**DESCRIPTION OF THE TASK:** Count the lines in the material below that contain the string "hand", treating uppercase and lowercase as different. Reply with the number only.

Dataset extracts labeled with boxes:
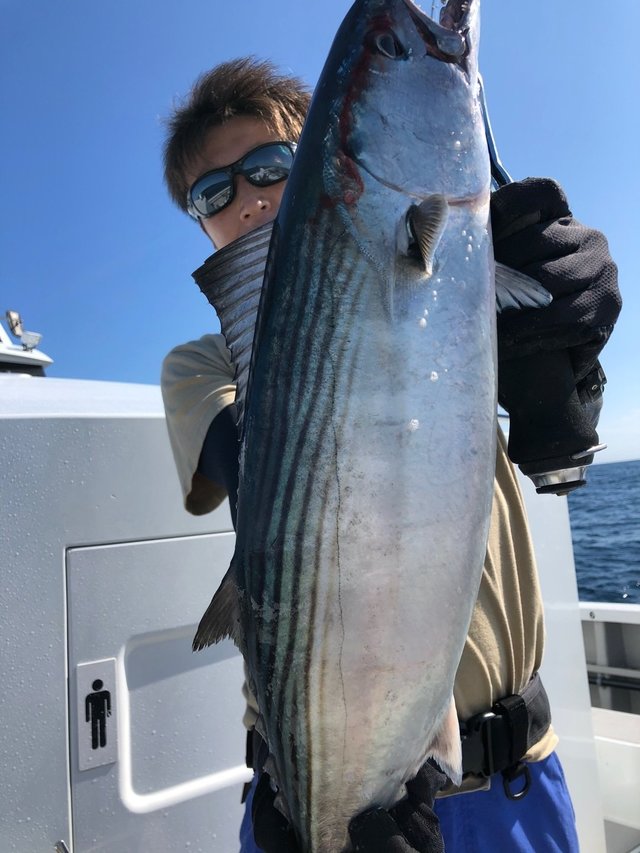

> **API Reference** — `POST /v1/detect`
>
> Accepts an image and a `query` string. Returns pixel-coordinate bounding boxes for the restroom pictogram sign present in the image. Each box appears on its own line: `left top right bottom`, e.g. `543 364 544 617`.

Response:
76 658 118 770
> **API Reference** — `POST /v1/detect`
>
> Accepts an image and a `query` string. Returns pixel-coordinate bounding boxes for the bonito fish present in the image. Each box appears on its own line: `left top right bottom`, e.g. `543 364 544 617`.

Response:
194 0 540 853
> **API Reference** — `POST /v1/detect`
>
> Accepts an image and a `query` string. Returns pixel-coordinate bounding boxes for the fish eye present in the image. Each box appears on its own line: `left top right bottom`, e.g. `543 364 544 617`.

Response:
371 30 406 59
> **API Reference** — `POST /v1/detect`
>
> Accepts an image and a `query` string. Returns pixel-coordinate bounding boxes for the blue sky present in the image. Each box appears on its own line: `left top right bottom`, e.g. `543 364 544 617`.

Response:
0 0 640 461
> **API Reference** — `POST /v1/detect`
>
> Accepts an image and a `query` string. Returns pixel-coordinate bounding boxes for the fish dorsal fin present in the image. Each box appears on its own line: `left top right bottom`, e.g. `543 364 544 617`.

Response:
407 195 449 276
192 565 240 652
496 261 553 314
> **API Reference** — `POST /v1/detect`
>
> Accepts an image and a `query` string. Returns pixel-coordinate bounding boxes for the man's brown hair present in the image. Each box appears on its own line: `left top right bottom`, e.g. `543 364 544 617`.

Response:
164 56 311 212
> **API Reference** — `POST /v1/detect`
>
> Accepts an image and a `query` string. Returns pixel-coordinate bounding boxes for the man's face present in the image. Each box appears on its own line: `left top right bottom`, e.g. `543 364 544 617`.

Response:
186 116 287 249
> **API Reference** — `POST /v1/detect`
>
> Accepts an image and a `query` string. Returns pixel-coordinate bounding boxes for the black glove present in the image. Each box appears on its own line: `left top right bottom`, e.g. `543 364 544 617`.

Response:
349 762 448 853
251 763 447 853
491 178 621 491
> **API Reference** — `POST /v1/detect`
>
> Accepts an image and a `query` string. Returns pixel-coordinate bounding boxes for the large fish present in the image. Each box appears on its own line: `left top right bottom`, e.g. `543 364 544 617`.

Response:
194 0 544 853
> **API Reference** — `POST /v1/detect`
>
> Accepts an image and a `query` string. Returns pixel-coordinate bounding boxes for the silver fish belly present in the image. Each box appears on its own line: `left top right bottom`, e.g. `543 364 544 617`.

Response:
194 0 496 853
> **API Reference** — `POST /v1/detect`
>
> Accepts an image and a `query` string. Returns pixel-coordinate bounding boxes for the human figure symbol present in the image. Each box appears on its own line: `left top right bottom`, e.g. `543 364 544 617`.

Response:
84 678 111 749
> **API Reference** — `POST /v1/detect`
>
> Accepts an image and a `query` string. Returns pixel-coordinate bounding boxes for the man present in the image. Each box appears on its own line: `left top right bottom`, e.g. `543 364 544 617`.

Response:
162 59 619 853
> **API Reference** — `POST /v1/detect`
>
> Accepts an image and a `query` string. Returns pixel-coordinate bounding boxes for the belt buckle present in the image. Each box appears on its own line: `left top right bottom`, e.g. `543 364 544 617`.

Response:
461 711 498 779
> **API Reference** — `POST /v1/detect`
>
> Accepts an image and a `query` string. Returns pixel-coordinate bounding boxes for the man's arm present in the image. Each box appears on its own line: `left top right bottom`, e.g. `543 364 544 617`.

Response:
161 335 237 515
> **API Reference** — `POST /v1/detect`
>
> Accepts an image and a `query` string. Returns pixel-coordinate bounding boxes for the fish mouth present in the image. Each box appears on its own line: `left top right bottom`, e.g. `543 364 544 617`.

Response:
404 0 476 66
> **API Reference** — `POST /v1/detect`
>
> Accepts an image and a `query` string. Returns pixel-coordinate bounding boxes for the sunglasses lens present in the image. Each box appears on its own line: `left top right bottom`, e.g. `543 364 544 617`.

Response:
191 172 233 217
188 142 295 219
242 143 293 187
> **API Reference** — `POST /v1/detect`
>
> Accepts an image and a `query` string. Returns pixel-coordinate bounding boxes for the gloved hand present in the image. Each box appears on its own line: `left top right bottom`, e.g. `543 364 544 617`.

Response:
251 763 447 853
491 178 621 382
491 178 621 490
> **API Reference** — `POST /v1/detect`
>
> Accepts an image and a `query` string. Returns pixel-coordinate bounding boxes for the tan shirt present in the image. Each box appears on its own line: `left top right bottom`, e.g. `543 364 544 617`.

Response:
162 335 557 761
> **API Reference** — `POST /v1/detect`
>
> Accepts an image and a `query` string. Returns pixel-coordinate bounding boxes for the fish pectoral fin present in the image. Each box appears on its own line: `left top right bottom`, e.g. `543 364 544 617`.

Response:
496 261 553 314
192 568 240 652
427 696 462 785
407 195 449 276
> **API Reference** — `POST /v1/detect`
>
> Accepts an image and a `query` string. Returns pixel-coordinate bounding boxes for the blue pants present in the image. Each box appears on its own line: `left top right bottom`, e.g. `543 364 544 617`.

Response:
240 753 579 853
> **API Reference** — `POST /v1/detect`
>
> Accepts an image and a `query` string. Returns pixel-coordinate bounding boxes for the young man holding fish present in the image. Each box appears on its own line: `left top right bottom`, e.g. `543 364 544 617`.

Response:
162 55 619 853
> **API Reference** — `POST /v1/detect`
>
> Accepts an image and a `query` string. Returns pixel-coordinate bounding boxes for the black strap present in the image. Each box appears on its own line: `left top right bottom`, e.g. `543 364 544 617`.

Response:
460 673 551 778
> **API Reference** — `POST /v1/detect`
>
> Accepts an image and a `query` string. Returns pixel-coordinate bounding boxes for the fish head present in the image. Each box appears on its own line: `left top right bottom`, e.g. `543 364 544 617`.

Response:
322 0 489 206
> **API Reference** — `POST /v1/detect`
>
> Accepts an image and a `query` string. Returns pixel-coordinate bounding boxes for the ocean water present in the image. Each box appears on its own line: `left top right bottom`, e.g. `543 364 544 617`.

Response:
568 460 640 604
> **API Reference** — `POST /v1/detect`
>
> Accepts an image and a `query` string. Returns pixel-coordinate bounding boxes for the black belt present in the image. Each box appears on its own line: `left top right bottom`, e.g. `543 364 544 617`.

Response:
245 673 551 800
460 673 551 799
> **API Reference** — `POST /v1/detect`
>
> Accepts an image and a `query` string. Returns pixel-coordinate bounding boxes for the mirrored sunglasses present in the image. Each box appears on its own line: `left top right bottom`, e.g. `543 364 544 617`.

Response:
187 142 296 219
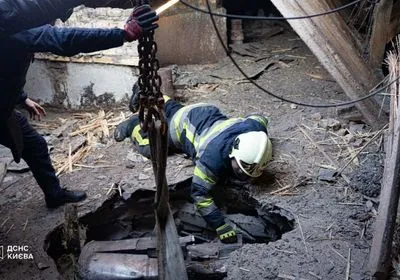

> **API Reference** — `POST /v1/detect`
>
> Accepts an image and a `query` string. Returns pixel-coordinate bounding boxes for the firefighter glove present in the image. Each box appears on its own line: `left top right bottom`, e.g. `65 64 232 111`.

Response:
124 5 158 42
216 224 238 243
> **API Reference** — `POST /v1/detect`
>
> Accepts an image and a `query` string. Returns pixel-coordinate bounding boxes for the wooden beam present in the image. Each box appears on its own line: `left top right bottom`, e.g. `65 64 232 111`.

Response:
369 51 400 280
386 1 400 43
369 0 393 69
271 0 386 129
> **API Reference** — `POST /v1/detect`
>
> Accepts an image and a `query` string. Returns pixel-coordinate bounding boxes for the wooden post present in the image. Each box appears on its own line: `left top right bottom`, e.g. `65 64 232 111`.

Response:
369 0 393 69
369 49 400 280
271 0 386 129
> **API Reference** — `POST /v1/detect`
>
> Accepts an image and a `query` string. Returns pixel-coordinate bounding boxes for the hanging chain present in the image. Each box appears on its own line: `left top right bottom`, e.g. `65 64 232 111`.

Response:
138 19 166 132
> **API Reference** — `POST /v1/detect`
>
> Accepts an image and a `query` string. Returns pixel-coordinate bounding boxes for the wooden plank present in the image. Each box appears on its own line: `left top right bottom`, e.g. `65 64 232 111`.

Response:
369 50 400 279
271 0 386 129
386 1 400 43
369 0 393 69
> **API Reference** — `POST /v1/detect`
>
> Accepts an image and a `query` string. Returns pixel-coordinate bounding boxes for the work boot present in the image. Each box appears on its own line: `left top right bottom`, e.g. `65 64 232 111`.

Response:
45 188 86 208
114 119 132 142
129 82 140 113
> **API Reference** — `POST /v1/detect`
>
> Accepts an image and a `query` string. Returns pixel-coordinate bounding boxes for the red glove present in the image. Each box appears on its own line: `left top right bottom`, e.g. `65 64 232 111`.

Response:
124 5 158 42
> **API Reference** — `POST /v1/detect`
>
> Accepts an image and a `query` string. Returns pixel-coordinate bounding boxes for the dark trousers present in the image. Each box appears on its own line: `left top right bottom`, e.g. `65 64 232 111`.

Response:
0 111 60 197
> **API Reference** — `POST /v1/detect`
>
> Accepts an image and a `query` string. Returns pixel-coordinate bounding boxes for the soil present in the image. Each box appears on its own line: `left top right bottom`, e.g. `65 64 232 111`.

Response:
0 23 390 280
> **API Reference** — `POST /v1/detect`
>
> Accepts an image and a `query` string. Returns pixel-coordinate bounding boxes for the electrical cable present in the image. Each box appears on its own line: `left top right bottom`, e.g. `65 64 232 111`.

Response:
206 0 400 108
179 0 365 20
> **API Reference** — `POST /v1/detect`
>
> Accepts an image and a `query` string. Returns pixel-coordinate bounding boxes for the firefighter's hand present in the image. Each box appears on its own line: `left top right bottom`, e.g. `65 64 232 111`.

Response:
216 224 238 243
25 98 46 121
124 5 158 42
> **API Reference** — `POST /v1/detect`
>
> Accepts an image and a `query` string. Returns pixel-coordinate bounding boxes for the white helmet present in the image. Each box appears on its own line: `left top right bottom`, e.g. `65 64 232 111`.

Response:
229 131 272 177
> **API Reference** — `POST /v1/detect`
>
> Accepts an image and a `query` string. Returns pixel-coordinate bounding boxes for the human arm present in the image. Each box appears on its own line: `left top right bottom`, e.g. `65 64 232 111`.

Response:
13 25 124 56
8 5 158 56
0 0 83 37
18 91 46 121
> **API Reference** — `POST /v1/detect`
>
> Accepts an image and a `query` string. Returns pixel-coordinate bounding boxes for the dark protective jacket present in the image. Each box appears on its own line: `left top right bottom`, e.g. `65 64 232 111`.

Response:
169 104 268 229
0 25 124 121
0 0 82 35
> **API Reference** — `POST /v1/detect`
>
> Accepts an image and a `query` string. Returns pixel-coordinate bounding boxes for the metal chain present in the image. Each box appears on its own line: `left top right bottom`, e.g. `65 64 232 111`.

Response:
138 25 166 132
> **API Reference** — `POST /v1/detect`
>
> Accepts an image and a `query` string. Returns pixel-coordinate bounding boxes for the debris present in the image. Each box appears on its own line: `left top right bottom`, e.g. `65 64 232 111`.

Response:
278 273 307 280
106 183 122 196
304 73 336 82
296 216 308 255
54 146 91 176
37 262 50 270
352 138 364 148
338 202 364 206
230 44 259 58
308 271 322 280
138 173 151 181
349 122 364 134
336 105 363 122
126 151 149 163
365 200 374 209
268 178 311 194
297 125 350 183
0 161 7 185
345 248 351 280
318 168 338 183
22 218 29 231
7 159 29 173
74 163 115 169
318 118 342 131
311 113 322 121
336 128 348 136
6 224 14 234
51 120 78 137
338 125 388 174
69 135 87 154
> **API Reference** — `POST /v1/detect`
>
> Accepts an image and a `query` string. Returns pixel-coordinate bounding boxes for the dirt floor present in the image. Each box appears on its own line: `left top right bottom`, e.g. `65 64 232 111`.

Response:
0 20 390 280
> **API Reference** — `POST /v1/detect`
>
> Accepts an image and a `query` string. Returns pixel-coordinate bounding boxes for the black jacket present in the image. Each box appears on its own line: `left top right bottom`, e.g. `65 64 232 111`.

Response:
0 0 82 35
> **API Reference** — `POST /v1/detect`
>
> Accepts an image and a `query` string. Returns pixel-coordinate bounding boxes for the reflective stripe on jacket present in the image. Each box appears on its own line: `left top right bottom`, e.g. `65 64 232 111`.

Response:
169 103 268 228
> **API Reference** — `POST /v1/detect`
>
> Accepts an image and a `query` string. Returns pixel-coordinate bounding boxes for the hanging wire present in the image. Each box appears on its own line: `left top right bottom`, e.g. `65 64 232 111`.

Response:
180 0 366 20
206 0 400 108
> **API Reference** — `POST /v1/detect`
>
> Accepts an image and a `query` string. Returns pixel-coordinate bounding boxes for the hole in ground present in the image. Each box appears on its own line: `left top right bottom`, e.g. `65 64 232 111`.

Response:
44 179 295 280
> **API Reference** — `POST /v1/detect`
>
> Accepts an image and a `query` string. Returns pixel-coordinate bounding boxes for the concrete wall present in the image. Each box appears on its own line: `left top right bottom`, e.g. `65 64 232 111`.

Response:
25 3 226 108
25 61 137 109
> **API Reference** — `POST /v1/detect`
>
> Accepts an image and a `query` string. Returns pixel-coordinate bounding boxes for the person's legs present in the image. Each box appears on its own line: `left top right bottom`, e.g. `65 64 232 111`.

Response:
16 112 86 207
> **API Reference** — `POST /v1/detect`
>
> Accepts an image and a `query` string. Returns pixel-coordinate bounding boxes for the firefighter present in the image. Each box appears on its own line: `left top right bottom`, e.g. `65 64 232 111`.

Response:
114 83 272 243
0 5 158 208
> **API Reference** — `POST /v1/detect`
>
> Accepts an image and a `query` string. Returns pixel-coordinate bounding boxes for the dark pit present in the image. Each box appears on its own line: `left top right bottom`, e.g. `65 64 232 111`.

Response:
44 179 295 280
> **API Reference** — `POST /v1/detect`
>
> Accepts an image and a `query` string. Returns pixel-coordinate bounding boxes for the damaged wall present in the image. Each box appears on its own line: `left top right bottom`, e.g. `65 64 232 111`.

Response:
25 3 226 109
25 60 137 109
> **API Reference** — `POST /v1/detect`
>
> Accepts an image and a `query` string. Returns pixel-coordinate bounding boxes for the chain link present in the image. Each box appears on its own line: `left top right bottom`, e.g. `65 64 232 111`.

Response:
138 21 167 132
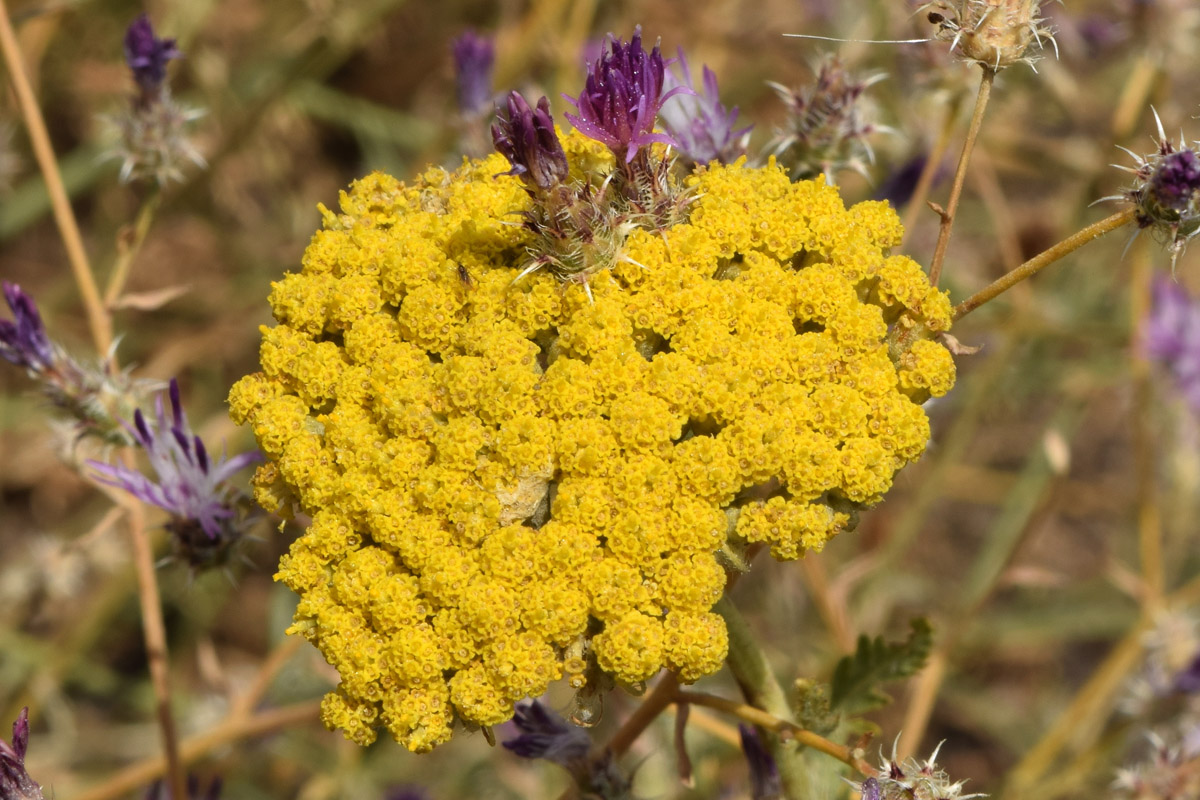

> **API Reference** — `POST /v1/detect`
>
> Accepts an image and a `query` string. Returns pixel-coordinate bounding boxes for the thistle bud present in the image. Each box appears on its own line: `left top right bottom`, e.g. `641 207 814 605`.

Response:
929 0 1054 70
1105 114 1200 270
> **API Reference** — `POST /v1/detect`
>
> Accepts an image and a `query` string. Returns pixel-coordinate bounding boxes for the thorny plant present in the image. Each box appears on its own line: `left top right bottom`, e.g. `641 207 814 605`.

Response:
7 0 1200 800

**FULL ANSWER:** 2